» **Text excerpt**:
──────────────────────────────
Here's what works for us. My kids get one hour of TV or one movie a week. Their chores have to be done and the TV room (playroom) has to be clean. We also all gather on Friday for Family Movie Night (so fun!). However, if anything (including TV) begins to cause conflict in our *relationship*, we address it and propose some ways to handle it, including getting rid of the thing. So, if my five year old is nagging me for TV/movies beyond what she knows are the limits, we discuss the conflict and propose ways to deal with it. Yes, there have been times when she has said, "mom, I'm so tired and I just want to chill out to the TV" or "I'm so bored". To me these are perfect opportunities for teaching moments. However, if this was an everyday, all day occurance, I would probably get rid of the TV. He can still have quiet time - are there some special book/toys that you could use for this purpose? I make a space for myself to have quiet time on weekends during the baby's nap and my older kids enjoy an activity/rest/book without me.


----------



## Courtney-Ostaff (Dec 6, 2010)

I empathize completely. My daughter just turned 3, and it's hard to compete with television for "electronic babysitting." Remember, our brains process faces on the TV screen the same way we process "real life" friends. To your child, seeing Diego or Dora or whoever is like seeing a familiar, comforting friend to play with. It's natural for a child to ask to play with a friend when they're bored or lonely or out of sorts. We adults like seeing our friends when we feel like that, so why wouldn't our children?
──────────────────────────────
» **Record excerpts**:
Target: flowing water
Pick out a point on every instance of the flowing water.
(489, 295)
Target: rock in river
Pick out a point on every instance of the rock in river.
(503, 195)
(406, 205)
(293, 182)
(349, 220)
──────────────────────────────
» **Short problem**:
Continue the forum thread about limiting children's TV time, starting right after its last sentence.

» **Output for this task**:
Also unhelpful is that as our children get older, it's less and less easy to redirect them. What I have found helps is rather than just saying "No!" (although that can be a perfectly appropriate response sometimes), I try to say, "Wouldn't you rather _______?" And I substitute in something that she loves to do, but that we don't do very often. It especially helps when I am part of the activity. For instance, I can often redirect her with making cupcakes together, going to the park, going to the germ-pit at the mall, playing on the iPad together, playing with her little people together, etc.

I will make an exception and just let her rot her brain if she's really sick or if I'm on deadline with work. (I work from home.) FWIW, the research shows that kids who watch lots of television are more successful socially than those kids who watch less TV, mainly because they're better at being mean and deceptive. Scary, huh?

I think preventing temper tantrums is a different question. It's impossible to say, "This will prevent temper tantrums," because each child and their situation is unique. I will say two things:

One, that the temper tantrum is a reaction that makes perfect sense to your son at the time. No one randomly gets uncontrollably angry, unless they have a glandular disorder. What you need to do is find out why your child loses it. As you've found, you can't make your child not have a temper tantrum. You have two options:


you can make the consequences so severe that the child will change their reaction due to fear of the consequences, or
you can change the situation so that the reaction doesn't occur.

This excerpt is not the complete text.